(Contour labeling entries)

---------------

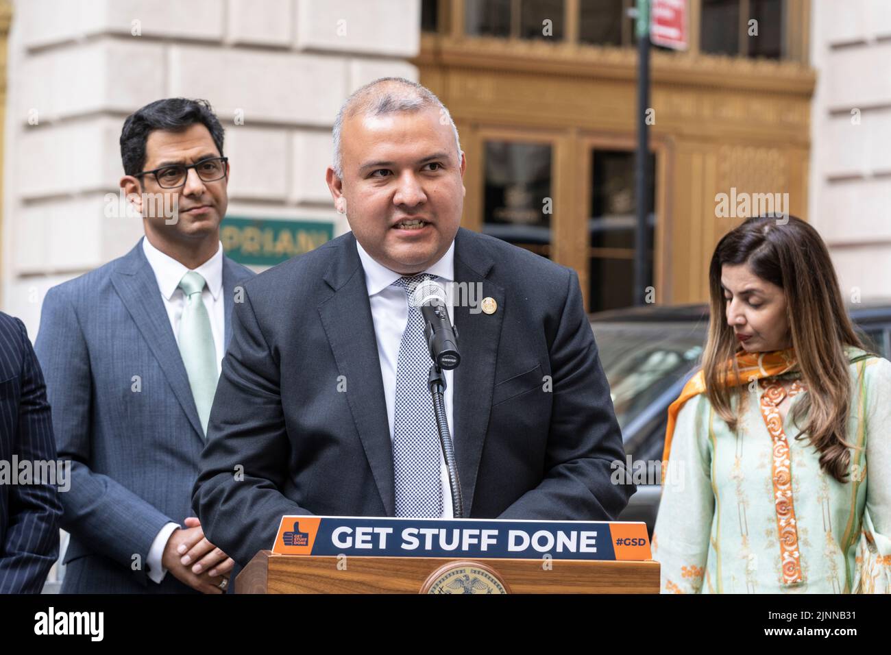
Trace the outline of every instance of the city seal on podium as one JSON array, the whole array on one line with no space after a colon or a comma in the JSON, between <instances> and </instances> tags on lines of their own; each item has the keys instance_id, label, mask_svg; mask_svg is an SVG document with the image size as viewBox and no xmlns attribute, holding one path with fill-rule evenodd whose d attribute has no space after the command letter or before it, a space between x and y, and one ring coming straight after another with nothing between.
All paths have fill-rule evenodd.
<instances>
[{"instance_id":1,"label":"city seal on podium","mask_svg":"<svg viewBox=\"0 0 891 655\"><path fill-rule=\"evenodd\" d=\"M430 574L421 594L510 594L495 569L478 561L452 561Z\"/></svg>"}]
</instances>

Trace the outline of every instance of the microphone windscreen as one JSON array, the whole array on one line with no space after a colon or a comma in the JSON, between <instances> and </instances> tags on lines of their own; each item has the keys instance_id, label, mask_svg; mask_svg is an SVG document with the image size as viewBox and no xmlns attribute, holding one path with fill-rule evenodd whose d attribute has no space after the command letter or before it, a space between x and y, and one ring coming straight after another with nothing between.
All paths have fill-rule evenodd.
<instances>
[{"instance_id":1,"label":"microphone windscreen","mask_svg":"<svg viewBox=\"0 0 891 655\"><path fill-rule=\"evenodd\" d=\"M435 280L422 282L414 288L409 302L412 307L420 307L425 305L445 305L446 290Z\"/></svg>"}]
</instances>

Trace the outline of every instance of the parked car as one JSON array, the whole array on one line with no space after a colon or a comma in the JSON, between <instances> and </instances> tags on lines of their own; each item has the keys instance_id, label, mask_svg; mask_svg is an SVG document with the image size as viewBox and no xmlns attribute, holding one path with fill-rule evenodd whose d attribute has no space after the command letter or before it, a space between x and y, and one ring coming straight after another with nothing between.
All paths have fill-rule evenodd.
<instances>
[{"instance_id":1,"label":"parked car","mask_svg":"<svg viewBox=\"0 0 891 655\"><path fill-rule=\"evenodd\" d=\"M868 347L889 358L891 300L864 301L848 312ZM616 309L592 314L589 320L625 453L632 462L661 461L668 405L699 367L708 306ZM619 520L645 521L651 536L661 495L658 484L639 484Z\"/></svg>"}]
</instances>

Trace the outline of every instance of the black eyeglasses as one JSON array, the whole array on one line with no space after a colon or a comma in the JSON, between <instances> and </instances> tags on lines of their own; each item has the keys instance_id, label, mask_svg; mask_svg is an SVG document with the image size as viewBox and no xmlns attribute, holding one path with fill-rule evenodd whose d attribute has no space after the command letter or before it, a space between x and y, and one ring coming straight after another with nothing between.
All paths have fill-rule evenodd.
<instances>
[{"instance_id":1,"label":"black eyeglasses","mask_svg":"<svg viewBox=\"0 0 891 655\"><path fill-rule=\"evenodd\" d=\"M194 168L198 176L202 182L213 182L225 177L225 164L229 160L228 157L213 157L208 160L201 160L194 164L173 164L171 166L162 166L154 170L143 170L136 173L134 177L142 177L150 173L155 176L158 185L164 189L176 189L185 184L185 178L189 175L189 168Z\"/></svg>"}]
</instances>

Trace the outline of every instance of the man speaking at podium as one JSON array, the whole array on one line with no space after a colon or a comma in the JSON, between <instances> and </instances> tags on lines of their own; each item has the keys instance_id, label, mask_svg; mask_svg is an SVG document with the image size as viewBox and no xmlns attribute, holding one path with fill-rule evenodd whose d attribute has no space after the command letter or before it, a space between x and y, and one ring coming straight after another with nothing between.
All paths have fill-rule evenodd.
<instances>
[{"instance_id":1,"label":"man speaking at podium","mask_svg":"<svg viewBox=\"0 0 891 655\"><path fill-rule=\"evenodd\" d=\"M193 487L208 539L243 567L286 514L453 518L407 294L427 277L482 299L450 317L464 516L616 519L635 487L610 483L625 451L576 273L459 227L464 154L421 85L366 85L333 132L352 232L244 283Z\"/></svg>"}]
</instances>

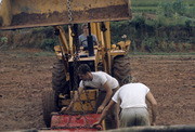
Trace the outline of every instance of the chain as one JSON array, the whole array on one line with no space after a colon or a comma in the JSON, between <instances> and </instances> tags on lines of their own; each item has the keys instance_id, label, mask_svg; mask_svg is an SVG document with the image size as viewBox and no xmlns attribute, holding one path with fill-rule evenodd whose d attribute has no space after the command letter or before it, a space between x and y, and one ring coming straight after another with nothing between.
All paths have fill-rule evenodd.
<instances>
[{"instance_id":1,"label":"chain","mask_svg":"<svg viewBox=\"0 0 195 132\"><path fill-rule=\"evenodd\" d=\"M72 21L73 21L72 0L67 0L67 11L68 11L68 18L69 18L69 22L72 22Z\"/></svg>"}]
</instances>

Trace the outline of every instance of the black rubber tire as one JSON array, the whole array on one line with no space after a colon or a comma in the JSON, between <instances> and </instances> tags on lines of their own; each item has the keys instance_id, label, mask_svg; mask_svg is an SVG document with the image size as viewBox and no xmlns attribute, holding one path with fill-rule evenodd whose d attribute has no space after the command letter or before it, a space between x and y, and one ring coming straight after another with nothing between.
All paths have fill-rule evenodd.
<instances>
[{"instance_id":1,"label":"black rubber tire","mask_svg":"<svg viewBox=\"0 0 195 132\"><path fill-rule=\"evenodd\" d=\"M47 128L51 127L51 113L56 111L56 93L53 90L42 93L42 115Z\"/></svg>"},{"instance_id":2,"label":"black rubber tire","mask_svg":"<svg viewBox=\"0 0 195 132\"><path fill-rule=\"evenodd\" d=\"M63 61L58 60L54 63L52 71L52 89L58 93L68 92L65 71L66 69Z\"/></svg>"},{"instance_id":3,"label":"black rubber tire","mask_svg":"<svg viewBox=\"0 0 195 132\"><path fill-rule=\"evenodd\" d=\"M131 76L130 57L128 55L119 55L113 62L113 76L122 84L122 80Z\"/></svg>"}]
</instances>

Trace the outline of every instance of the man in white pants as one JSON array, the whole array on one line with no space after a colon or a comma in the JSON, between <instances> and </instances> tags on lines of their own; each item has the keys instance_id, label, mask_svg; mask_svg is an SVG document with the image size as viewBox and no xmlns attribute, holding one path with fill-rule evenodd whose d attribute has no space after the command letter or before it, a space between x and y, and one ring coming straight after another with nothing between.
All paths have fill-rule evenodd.
<instances>
[{"instance_id":1,"label":"man in white pants","mask_svg":"<svg viewBox=\"0 0 195 132\"><path fill-rule=\"evenodd\" d=\"M81 64L78 67L78 76L81 79L81 81L79 83L79 88L78 88L78 94L75 94L74 100L70 102L68 108L63 108L61 110L61 113L63 113L65 110L67 111L73 107L74 102L78 100L79 95L82 93L82 91L86 87L98 88L101 91L105 91L105 93L106 93L105 98L102 102L102 104L100 104L98 111L96 111L96 113L102 113L103 109L105 108L105 106L110 101L114 93L118 90L118 88L119 88L118 81L114 77L109 76L108 74L106 74L104 71L92 72L90 67L87 64ZM118 128L117 105L115 106L114 115L115 115L116 128Z\"/></svg>"},{"instance_id":2,"label":"man in white pants","mask_svg":"<svg viewBox=\"0 0 195 132\"><path fill-rule=\"evenodd\" d=\"M152 105L152 122L150 122L145 98ZM107 111L116 103L119 103L121 107L120 128L150 124L155 126L157 102L150 89L143 83L127 83L122 85L114 94L109 104L104 108L101 118L93 126L100 124Z\"/></svg>"}]
</instances>

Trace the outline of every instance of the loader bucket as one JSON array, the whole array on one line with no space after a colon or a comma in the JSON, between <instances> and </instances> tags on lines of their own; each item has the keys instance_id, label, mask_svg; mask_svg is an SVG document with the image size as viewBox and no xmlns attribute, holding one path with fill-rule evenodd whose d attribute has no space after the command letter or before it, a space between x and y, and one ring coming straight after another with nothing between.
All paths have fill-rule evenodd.
<instances>
[{"instance_id":1,"label":"loader bucket","mask_svg":"<svg viewBox=\"0 0 195 132\"><path fill-rule=\"evenodd\" d=\"M2 0L0 3L0 29L129 18L130 0Z\"/></svg>"}]
</instances>

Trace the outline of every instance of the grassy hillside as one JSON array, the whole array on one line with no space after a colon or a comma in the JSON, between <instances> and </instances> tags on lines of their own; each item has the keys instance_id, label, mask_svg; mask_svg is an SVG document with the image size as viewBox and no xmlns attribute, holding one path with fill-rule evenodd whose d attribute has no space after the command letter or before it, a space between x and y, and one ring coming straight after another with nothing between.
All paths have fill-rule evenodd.
<instances>
[{"instance_id":1,"label":"grassy hillside","mask_svg":"<svg viewBox=\"0 0 195 132\"><path fill-rule=\"evenodd\" d=\"M172 3L182 3L182 6L185 6L185 14L190 17L195 17L195 1L194 0L131 0L132 3L132 12L133 13L154 13L157 14L160 6L167 6L167 10ZM176 9L180 10L180 6L176 4Z\"/></svg>"}]
</instances>

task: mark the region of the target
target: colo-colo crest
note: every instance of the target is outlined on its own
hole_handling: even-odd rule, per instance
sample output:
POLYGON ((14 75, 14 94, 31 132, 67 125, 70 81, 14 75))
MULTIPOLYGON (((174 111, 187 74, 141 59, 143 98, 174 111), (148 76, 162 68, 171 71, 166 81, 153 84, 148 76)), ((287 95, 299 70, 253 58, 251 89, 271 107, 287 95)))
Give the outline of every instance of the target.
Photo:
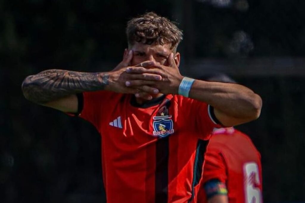
POLYGON ((170 115, 153 117, 153 135, 164 138, 174 133, 174 124, 171 117, 170 115))

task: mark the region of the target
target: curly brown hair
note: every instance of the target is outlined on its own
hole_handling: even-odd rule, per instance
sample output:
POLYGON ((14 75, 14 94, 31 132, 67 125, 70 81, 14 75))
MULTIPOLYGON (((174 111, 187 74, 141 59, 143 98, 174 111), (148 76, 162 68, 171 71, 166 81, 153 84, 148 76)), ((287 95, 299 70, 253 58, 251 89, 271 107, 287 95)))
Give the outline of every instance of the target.
POLYGON ((168 44, 175 52, 183 36, 176 24, 152 12, 133 18, 127 23, 128 45, 132 46, 135 42, 146 44, 168 44))

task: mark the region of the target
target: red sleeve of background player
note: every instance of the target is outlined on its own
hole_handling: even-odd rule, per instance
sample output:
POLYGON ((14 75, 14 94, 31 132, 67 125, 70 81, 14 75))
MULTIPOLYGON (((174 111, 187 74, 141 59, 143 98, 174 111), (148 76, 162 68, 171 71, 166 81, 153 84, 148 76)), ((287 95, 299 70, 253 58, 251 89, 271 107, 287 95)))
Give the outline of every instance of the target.
POLYGON ((217 150, 209 149, 209 146, 204 156, 203 183, 217 179, 225 183, 227 180, 226 164, 221 153, 217 150))
POLYGON ((207 104, 189 98, 184 97, 182 106, 188 106, 188 119, 195 119, 195 128, 199 132, 198 138, 202 139, 207 139, 214 128, 221 128, 221 124, 217 120, 214 114, 213 107, 207 104))

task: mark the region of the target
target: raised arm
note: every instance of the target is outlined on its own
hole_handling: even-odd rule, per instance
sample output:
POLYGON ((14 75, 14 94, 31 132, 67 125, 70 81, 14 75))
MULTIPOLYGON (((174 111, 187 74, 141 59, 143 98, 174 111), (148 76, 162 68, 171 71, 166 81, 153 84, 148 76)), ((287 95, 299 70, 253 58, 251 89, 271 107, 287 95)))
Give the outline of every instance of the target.
POLYGON ((257 119, 262 107, 259 96, 237 84, 196 80, 191 89, 189 97, 213 107, 216 117, 226 126, 257 119))
MULTIPOLYGON (((125 85, 126 80, 132 79, 161 79, 161 76, 156 75, 126 72, 125 70, 132 58, 132 51, 128 52, 125 50, 122 61, 109 72, 86 73, 53 69, 28 76, 22 83, 23 95, 26 98, 37 103, 64 112, 75 113, 78 108, 77 93, 105 89, 135 94, 139 90, 127 87, 125 85)), ((156 90, 147 87, 143 91, 152 93, 156 90)))
POLYGON ((65 112, 76 113, 76 94, 104 89, 107 73, 85 73, 53 69, 28 76, 22 83, 23 95, 34 103, 65 112))
MULTIPOLYGON (((178 93, 179 85, 183 77, 179 72, 177 58, 172 54, 168 59, 169 66, 156 63, 149 68, 131 68, 130 73, 157 74, 162 81, 151 82, 150 85, 165 94, 178 93)), ((129 81, 128 86, 146 84, 145 81, 129 81)), ((262 107, 262 100, 250 89, 239 85, 207 82, 196 80, 192 84, 189 97, 210 104, 214 107, 216 118, 226 126, 246 123, 258 117, 262 107)))

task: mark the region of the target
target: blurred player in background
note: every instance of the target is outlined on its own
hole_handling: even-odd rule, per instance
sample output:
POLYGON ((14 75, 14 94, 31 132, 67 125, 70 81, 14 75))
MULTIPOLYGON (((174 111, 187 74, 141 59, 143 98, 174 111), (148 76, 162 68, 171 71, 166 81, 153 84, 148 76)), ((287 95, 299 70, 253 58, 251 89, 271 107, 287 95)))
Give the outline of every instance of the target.
POLYGON ((198 141, 221 124, 257 119, 261 100, 241 85, 182 76, 182 33, 165 18, 134 18, 127 34, 128 49, 113 71, 45 71, 25 79, 23 94, 95 127, 108 203, 187 202, 197 181, 198 141))
MULTIPOLYGON (((203 79, 236 83, 221 74, 203 79)), ((233 127, 215 129, 204 159, 197 202, 263 202, 260 155, 249 136, 233 127)))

---------------

● **Short problem**:
Find each line in the rows above that contains the word "background" and copy those lines out. Case counts.

● **Result of this exercise**:
target: red sleeve of background player
target: blurred player in background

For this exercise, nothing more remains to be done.